Written instruction 1
Summarize the Hong Kong text in two sentences.

Article
=-=-=-=-=

This was the coolest thing: the world's longest escalator! Apparently a lot of the people who live up on Victoria Peak (for the views, I would imagine) work downtown in Central, but it was hard for them to get there because it's too hot and humid to walk back and forth up the steep hills (even now, it was in the low 80s with high humidity) and the streets are too narrow to handle all that commuting traffic. The solution? Build an escalator up to the people's houses! It goes down in the morning and up in the afternoon and evening. Really, it makes a scary amount of sense.



Love the escalator.



This guy probably does not love the escalator. I did mention the hills were steep, right?



More fun transportation. This is the Peak Tram, which takes people back and forth from Central/downtown to the top of Victoria Peak because, you know, it's steep and would be crappy to have to walk.



One thing: the Peak Tram path is really, really steep. So steep that the tram itself has a slanted floor so that people standing up won't fall over. Here we are on the way down, about to take the plunge, with the harbor in the distance. It looks like a roller coaster, doesn't it?



I told you it was steep. And the scary thing is that this wasn't even one of the steep parts ...



This is actual Hong Kong money: 10 Hong Kong Dollars. I know, I thought it was fake, too.



Here's something uniquely Hong Kong. Naturally, everyone in the HK has a maid, because cleaning up after yourself sucks. It turns out that almost all the maids in the HK are single women from the Philippines or Malaysia--it pays better than anything they can do back home--but since they don't have family in the HK they all get together on Sunday, their day off, and have picnics. They take over the entire Central area: parks, squares, even the famous covered walkways. I seriously saw thousands of woman sitting around having picnic lunches on Sunday. It was very strange.

=-=-=-=-=

Written instruction 2
Identify each line of the records that contains the word "brick", and copy those lines.

=-=-=-=-=

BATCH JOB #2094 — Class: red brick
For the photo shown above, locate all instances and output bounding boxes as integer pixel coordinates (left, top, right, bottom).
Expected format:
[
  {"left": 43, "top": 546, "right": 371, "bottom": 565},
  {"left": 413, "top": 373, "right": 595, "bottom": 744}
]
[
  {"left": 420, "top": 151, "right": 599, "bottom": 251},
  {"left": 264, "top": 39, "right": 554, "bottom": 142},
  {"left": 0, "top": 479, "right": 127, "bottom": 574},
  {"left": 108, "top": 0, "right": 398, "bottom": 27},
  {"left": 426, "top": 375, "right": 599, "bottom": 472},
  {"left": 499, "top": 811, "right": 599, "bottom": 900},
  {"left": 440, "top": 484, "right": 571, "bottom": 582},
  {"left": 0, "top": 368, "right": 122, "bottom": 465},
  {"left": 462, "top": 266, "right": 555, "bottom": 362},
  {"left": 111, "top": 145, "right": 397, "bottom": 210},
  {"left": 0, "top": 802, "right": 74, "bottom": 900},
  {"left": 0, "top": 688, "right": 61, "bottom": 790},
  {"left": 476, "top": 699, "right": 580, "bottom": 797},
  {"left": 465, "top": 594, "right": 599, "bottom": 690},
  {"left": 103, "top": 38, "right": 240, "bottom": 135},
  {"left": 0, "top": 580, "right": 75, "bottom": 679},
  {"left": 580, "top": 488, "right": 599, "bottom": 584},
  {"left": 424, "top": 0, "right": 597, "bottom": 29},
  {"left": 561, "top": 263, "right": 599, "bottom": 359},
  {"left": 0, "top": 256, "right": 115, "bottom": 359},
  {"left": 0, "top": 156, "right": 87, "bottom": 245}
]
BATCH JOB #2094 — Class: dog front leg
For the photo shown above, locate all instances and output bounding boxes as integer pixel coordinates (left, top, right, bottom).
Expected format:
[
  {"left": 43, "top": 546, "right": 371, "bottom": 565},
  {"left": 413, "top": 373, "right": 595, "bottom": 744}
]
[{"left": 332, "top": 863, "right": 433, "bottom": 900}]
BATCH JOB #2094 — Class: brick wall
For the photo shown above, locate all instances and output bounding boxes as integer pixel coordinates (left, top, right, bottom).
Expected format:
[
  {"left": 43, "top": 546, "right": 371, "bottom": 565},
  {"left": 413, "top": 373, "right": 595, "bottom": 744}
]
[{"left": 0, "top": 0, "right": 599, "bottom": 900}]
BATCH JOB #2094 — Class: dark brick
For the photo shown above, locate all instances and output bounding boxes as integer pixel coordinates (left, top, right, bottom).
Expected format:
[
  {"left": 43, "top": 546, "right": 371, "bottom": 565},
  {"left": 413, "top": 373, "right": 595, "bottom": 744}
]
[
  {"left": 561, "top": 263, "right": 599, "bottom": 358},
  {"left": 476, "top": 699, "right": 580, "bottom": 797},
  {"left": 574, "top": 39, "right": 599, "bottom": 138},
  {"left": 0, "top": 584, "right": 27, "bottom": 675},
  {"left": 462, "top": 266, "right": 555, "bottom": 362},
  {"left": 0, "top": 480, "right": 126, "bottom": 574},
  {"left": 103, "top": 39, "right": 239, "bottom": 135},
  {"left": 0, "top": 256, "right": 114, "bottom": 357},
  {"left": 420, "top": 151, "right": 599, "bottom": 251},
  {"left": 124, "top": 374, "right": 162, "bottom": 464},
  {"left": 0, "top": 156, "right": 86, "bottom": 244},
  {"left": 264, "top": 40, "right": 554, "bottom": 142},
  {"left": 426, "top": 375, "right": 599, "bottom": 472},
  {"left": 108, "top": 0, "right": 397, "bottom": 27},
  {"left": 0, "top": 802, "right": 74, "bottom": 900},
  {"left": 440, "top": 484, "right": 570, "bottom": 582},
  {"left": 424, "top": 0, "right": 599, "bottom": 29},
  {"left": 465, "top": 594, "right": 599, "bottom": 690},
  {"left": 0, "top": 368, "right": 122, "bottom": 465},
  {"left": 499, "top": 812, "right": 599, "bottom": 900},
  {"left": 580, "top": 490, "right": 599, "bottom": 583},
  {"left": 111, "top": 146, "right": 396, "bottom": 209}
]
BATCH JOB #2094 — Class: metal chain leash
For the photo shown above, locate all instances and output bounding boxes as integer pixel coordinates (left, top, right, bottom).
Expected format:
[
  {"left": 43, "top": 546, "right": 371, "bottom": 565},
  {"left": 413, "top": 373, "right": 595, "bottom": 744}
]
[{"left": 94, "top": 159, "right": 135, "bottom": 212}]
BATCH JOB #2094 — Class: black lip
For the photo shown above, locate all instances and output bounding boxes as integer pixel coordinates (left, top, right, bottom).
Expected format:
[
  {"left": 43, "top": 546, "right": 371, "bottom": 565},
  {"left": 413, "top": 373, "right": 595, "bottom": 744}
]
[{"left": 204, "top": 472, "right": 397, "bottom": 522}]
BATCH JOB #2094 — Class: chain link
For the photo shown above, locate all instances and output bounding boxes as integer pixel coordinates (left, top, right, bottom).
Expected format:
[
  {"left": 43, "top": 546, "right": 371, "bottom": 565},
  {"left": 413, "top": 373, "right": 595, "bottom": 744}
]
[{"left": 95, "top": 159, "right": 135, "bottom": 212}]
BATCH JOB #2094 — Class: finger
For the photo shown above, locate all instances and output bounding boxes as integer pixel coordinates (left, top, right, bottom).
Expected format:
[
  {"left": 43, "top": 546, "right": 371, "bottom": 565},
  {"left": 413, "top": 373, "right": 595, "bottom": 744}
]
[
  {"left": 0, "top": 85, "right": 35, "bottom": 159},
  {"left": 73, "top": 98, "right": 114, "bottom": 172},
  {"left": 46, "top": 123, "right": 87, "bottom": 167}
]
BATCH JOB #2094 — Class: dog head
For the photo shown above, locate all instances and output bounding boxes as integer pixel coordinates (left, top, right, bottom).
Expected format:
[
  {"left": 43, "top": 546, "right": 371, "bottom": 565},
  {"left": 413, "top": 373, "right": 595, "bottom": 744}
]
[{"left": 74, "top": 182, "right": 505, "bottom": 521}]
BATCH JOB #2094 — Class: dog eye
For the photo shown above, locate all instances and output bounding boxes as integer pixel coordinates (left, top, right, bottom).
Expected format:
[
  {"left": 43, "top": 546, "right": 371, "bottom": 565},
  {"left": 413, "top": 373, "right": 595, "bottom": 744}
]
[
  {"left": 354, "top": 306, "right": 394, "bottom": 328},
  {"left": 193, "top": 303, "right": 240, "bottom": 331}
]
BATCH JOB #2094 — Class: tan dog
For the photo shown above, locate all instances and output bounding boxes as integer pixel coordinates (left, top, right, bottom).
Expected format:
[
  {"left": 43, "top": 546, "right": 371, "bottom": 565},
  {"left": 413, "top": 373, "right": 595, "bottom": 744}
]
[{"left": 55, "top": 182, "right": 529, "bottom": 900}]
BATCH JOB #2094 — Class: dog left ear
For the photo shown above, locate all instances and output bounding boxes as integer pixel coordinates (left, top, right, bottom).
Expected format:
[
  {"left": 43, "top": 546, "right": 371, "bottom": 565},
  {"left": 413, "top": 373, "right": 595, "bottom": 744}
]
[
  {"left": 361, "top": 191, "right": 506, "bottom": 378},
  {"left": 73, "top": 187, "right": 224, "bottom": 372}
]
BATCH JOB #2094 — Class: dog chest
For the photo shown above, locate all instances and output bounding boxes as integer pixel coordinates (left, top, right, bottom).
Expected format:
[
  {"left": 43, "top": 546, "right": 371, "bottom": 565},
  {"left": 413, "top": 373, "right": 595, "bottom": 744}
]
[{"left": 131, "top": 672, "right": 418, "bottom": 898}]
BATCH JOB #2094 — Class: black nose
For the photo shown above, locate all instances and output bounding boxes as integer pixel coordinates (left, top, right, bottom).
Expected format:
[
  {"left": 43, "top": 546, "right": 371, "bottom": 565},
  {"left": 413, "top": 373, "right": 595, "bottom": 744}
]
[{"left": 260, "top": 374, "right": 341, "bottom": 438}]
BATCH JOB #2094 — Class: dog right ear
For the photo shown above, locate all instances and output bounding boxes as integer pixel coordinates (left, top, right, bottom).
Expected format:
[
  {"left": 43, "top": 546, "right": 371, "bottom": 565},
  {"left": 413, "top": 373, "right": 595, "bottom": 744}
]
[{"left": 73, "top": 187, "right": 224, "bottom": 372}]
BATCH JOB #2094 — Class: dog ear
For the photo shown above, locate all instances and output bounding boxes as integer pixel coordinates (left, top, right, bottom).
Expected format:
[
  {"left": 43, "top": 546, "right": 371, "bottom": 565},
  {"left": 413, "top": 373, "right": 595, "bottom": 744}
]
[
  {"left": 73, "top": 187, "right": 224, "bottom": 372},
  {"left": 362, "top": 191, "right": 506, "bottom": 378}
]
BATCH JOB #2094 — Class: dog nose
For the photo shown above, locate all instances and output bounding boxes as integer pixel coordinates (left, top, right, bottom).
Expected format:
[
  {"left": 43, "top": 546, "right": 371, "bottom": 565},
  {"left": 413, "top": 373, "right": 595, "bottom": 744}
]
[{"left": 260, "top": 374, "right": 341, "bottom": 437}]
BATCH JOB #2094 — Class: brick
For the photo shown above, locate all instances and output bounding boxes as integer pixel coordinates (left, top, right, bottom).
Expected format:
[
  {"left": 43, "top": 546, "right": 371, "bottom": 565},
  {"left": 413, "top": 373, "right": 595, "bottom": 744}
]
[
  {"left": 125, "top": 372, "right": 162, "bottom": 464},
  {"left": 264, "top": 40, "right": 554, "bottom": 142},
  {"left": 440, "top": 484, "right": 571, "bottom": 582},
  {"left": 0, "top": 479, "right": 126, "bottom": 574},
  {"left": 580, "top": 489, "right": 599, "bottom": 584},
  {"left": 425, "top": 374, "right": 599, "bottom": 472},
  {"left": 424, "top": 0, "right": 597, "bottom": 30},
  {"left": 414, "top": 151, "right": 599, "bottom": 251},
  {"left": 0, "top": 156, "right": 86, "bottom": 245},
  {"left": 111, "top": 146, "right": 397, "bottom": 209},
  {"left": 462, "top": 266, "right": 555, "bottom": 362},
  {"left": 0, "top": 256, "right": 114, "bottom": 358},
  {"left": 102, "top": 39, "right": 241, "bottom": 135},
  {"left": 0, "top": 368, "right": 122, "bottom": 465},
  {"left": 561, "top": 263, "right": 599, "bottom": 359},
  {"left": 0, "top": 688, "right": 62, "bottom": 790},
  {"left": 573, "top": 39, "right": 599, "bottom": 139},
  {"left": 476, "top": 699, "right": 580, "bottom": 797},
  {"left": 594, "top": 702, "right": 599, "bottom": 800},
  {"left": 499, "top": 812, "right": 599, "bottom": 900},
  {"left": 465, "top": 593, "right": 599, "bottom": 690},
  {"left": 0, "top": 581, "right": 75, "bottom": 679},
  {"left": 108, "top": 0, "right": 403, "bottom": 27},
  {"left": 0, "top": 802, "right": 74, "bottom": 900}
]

=-=-=-=-=

Solution 1
An escalator runs down in the morning and up in the afternoon and evening, carrying people who live on Victoria Peak and work in Central, since the steep hills are too hot and humid to walk and the streets are too narrow for commuting traffic. The Peak Tram also links Central with the top of Victoria Peak on a track so steep that its floor is slanted, and on Sundays thousands of maids from the Philippines or Malaysia gather for picnics throughout Central.

Solution 2
BATCH JOB #2094 — Class: red brick
BATCH JOB #2094 — Class: brick wall
BATCH JOB #2094 — Class: dark brick
BATCH JOB #2094 — Class: brick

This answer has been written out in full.